Tâches à faire:
(A) Répondez à ces questions sur l'extrait :
(i) À la voix de quel acteur le narrateur compare-t-il celle du patron du café ?
(ii) Au bout de combien d'années le narrateur revient-il dans ce café ?
(iii) À quoi le narrateur compare-t-il l'impression qu'il a eue dans la rue en apprenant la mort de la jeune fille ?
(B) Relevez dans l'extrait les adjectifs qui décrivent ce que « tout était » dans la rue quand le narrateur a appris la mort de la jeune fille.
(C) Prolongez l'extrait qui compare le livre et le film, à partir de sa dernière phrase.

Extrait du document:
++++++
Discutable aussi, la modification apportée à la visite que le jeune homme effectue, peu avant l’issue tragique, dans le café de la rue Amelot. Il doit demander des nouvelles de Pierre Ansart au patron et celui-ci, élégant, d’une « voix juvénile qui me rappelait celle de l’acteur Jean Marais », l’éconduit poliment en lui opposant un sourire lisse et la phrase « Ils sont partis mais ils vont certainement revenir ». Dix ans plus tard, le narrateur retourne dans ce café ; le patron vieilli et négligé (tel qu’on le voit dans le film) est prêt à tout raconter sur Ansart, sur la « jeune fille »que le narrateur reconnaît sur une photo accrochée au mur en compagnie de tout le personnel du Cirque. Les années ont passé, les « affaires » d’antan aussi. Mais quand le patron lui demande, innocemment, s’il voit encore la jeune fille, le narrateur s’enfuit du café en sanglotant « bêtement ». Sur le coup, en apprenant la nouvelle de sa mort, il avait surtout ressenti, dans la rue, que « tout était léger, clair, indifférent, comme le ciel de janvier quand il est bleu ». Il me semble que la scène du café, avec ce chagrin différé, dix ans après, telle qu’elle figure dans le livre, eût été plus efficace que la dernière séquence du film.
++++++
Données fournies:
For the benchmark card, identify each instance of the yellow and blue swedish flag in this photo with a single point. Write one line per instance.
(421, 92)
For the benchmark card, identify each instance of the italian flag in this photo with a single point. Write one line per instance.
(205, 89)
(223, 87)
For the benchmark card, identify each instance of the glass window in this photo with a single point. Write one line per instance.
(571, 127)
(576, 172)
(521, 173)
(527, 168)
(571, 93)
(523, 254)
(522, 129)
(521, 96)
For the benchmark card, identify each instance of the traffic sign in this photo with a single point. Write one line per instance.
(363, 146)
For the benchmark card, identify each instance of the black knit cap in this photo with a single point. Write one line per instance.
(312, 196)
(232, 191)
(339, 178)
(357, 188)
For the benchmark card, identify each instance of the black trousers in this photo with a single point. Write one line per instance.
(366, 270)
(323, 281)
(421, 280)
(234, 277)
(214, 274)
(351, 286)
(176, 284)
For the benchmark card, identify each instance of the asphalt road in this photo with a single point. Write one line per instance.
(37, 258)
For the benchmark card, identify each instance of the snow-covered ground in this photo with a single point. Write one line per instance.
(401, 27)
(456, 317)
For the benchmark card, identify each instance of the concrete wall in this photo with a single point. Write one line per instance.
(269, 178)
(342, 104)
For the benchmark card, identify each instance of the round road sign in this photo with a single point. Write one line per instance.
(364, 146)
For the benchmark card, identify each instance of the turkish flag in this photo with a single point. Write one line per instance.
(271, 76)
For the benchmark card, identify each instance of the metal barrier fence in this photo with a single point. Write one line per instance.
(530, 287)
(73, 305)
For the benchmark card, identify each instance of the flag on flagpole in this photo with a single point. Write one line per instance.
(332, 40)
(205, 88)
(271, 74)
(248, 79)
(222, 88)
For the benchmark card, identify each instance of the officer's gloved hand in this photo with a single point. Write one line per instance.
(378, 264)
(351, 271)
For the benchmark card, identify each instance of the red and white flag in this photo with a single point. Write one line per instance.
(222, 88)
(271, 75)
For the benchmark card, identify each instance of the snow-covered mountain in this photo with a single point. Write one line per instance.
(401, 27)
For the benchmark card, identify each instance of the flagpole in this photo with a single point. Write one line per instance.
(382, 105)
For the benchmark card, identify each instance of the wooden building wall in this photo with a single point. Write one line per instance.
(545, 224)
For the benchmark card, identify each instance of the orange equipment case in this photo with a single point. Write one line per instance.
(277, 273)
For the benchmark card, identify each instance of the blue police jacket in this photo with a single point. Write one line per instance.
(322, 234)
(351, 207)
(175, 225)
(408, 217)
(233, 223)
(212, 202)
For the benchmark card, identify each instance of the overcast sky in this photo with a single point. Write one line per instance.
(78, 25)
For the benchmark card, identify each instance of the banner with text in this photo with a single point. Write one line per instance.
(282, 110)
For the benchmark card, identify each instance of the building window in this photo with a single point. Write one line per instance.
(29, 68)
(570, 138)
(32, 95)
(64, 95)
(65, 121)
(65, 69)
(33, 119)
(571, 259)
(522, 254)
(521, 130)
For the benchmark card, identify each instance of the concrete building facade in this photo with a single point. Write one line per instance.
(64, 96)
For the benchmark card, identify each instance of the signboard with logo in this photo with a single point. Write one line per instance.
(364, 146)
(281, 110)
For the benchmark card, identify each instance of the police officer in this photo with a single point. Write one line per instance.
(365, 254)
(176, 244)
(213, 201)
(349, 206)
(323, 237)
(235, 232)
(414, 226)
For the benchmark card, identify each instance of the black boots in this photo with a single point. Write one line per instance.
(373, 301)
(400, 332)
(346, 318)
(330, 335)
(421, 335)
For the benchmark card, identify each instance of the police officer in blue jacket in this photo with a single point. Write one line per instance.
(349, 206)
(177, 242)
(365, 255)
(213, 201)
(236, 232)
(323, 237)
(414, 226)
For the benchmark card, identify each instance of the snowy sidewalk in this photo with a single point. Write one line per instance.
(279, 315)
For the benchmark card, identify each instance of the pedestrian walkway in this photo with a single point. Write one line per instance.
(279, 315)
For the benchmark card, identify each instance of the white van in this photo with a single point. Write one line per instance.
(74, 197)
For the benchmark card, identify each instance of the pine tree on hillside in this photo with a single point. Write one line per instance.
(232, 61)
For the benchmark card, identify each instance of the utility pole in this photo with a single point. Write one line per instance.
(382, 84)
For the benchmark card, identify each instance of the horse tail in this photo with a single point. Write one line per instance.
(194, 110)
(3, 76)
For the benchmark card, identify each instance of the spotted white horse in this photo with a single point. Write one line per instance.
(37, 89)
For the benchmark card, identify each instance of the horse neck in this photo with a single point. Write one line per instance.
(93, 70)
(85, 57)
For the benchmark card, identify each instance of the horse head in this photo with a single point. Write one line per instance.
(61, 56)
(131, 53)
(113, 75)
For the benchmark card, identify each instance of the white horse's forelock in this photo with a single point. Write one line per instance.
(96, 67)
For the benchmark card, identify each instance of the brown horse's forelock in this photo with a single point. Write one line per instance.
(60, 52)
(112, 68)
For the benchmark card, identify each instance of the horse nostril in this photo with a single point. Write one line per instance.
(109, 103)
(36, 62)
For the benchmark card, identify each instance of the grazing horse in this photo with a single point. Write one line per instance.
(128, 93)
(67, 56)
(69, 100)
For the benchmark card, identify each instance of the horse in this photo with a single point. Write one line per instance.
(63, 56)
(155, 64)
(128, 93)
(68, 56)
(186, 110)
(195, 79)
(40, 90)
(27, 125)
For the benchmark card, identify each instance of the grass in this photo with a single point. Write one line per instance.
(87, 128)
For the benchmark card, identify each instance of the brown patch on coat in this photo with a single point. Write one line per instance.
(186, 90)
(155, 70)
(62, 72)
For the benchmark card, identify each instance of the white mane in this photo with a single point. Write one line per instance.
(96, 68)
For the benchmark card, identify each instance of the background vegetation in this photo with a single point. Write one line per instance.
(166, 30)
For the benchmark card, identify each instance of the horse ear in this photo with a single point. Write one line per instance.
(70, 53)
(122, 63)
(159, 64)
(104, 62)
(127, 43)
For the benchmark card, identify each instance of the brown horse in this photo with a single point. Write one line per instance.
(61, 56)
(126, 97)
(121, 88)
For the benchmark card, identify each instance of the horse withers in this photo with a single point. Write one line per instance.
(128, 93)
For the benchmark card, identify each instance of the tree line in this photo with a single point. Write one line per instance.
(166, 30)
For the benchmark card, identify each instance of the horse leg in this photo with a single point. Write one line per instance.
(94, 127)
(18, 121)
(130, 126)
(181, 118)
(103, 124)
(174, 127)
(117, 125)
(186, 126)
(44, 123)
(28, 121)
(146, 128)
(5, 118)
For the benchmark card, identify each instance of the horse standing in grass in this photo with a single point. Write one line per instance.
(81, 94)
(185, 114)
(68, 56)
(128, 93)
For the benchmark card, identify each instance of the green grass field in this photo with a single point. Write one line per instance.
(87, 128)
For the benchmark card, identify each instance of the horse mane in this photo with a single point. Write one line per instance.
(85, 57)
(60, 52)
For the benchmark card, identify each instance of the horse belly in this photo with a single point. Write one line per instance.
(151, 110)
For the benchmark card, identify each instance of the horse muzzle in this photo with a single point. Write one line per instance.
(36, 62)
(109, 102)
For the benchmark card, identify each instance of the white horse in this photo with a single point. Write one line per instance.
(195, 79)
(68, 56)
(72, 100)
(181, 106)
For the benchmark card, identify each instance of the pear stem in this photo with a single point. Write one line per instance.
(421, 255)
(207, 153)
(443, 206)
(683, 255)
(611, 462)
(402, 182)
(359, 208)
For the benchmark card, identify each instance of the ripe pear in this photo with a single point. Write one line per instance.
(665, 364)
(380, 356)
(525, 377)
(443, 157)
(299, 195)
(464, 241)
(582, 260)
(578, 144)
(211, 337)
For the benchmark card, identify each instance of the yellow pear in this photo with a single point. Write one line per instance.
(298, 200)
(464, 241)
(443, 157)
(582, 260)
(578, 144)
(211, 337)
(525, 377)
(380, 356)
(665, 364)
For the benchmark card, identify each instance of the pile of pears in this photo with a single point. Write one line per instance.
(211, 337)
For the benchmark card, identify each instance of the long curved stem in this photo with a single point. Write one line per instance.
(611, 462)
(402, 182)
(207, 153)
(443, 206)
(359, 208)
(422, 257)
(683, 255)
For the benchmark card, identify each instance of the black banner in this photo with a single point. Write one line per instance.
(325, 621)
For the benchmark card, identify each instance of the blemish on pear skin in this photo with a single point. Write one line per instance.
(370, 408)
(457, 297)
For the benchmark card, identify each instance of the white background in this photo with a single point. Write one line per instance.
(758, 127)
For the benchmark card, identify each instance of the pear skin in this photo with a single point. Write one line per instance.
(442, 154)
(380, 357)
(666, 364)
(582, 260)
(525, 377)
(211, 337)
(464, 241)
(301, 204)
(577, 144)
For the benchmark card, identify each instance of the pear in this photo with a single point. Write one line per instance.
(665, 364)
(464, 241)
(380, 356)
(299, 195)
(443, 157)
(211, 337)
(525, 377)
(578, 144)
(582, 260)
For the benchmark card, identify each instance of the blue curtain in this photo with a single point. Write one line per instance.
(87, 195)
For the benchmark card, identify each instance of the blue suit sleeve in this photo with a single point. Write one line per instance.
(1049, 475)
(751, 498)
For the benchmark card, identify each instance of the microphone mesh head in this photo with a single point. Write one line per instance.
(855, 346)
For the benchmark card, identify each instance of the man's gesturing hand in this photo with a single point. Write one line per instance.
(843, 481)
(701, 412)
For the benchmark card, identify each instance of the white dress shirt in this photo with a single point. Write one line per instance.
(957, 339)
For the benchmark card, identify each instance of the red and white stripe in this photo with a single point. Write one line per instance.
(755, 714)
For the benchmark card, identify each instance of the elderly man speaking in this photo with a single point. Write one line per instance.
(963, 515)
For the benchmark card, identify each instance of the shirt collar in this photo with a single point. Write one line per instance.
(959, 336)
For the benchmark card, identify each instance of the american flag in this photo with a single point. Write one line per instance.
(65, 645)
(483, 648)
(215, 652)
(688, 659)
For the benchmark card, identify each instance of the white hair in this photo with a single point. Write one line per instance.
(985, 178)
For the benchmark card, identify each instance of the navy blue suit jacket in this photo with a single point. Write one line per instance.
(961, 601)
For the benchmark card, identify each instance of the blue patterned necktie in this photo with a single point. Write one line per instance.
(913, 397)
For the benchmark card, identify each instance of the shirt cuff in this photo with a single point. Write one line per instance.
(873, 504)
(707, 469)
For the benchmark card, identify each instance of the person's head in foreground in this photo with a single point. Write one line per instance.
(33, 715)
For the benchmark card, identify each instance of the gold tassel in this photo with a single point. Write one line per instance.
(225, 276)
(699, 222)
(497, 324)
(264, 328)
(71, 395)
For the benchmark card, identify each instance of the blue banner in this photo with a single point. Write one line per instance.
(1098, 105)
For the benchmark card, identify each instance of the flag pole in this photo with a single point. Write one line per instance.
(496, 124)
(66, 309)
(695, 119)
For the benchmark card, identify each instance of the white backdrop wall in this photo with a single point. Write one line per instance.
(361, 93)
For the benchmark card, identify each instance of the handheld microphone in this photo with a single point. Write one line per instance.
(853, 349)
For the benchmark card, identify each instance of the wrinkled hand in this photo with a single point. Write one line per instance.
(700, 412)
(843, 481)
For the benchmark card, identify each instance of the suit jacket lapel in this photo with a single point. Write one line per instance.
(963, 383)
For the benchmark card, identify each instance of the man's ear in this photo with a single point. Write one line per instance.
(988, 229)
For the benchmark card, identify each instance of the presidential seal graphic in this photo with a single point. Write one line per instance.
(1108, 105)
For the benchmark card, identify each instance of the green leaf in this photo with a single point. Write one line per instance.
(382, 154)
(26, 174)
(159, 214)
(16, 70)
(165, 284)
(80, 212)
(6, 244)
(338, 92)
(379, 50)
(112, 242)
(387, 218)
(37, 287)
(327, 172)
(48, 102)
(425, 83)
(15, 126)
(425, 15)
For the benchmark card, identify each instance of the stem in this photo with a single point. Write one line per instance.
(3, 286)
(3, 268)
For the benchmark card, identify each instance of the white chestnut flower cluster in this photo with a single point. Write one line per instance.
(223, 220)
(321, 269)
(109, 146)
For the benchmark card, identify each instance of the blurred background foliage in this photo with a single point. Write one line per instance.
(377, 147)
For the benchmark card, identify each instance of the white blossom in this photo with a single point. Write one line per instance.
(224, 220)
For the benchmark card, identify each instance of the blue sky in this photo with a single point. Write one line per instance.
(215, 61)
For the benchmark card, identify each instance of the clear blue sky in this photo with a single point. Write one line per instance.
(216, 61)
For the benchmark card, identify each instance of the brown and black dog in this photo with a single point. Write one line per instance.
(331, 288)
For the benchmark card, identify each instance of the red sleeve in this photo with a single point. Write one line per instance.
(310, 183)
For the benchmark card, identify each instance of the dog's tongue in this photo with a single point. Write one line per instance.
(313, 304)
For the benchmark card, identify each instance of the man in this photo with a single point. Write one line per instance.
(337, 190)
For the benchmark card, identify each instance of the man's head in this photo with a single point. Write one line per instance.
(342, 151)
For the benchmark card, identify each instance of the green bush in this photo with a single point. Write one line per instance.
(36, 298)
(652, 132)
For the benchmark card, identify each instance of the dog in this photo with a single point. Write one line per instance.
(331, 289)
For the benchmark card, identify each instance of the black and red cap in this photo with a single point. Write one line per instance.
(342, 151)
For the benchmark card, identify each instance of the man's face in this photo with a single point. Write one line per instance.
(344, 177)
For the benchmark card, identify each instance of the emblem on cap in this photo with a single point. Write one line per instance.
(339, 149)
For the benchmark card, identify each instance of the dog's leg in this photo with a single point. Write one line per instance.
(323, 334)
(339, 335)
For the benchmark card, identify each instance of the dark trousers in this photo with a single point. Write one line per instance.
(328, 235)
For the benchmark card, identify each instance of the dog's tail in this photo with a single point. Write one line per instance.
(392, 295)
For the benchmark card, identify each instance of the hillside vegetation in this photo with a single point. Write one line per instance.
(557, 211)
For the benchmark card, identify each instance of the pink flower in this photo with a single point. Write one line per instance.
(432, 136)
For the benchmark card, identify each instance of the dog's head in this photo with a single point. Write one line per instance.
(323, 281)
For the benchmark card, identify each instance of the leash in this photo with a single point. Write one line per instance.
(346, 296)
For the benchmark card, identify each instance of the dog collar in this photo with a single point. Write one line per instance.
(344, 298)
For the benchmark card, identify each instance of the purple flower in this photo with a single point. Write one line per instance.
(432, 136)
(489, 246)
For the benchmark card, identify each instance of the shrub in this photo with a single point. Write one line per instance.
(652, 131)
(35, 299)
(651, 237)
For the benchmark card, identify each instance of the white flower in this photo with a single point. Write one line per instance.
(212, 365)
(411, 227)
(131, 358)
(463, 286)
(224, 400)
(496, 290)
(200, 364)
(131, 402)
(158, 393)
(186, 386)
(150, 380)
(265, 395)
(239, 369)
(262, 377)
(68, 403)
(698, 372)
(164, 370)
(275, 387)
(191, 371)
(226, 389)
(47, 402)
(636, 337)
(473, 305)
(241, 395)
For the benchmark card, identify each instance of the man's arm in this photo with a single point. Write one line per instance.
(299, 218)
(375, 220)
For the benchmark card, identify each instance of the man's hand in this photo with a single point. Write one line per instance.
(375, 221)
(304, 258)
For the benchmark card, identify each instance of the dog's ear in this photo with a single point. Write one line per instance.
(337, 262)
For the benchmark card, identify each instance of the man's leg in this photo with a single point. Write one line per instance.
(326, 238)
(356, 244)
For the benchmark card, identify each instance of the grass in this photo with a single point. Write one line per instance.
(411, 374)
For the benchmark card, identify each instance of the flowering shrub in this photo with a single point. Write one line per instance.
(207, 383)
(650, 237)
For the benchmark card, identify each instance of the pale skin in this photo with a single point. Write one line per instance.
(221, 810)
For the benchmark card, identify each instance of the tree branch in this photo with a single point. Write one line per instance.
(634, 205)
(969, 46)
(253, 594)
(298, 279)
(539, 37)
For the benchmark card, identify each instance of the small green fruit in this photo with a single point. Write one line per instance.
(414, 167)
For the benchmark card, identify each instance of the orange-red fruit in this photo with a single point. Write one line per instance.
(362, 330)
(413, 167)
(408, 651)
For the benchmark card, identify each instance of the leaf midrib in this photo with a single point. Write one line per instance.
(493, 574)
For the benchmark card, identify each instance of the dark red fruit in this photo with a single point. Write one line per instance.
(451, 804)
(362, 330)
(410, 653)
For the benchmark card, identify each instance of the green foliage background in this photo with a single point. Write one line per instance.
++++++
Réponses ci-dessous:
(A)
(i) Jean Marais
(ii) Dix ans
(iii) Au ciel de janvier quand il est bleu

(B) léger, clair, indifférent

(C)
La mort de Gisèle, dans Un cirque passe, est comme la chute d’Icare dans le célèbre tableau de Brueghel, la tragédie des uns est une affaire sans importance pour le ciel, la terre, les autres.
Malgré les libertés que le scénariste, Jacques Santamaria, a prises avec le texte, Modiano aurait apprécié cette adaptation. Il est un fait que l’étoffement du personnage de Grabley, le choix de la vieille caméra Super 8 pour rendre compte des obsessionnels souvenirs d’enfance du héros et témoigner du père absent sont des innovations efficaces. C’est un beau téléfilm, et l’atmosphère si particulière de l’univers de Modiano est rendue comme jamais auparavant.
Mais on a perdu au passage le vrai message de cette histoire bouleversante – l’absurdité tragique de tant d’existences au lieu que le téléfilm se contente d’illustrer un fait-divers criminel. Mais à contenter les fans de Modiano ne risquait-on pas de désespérer les autres ?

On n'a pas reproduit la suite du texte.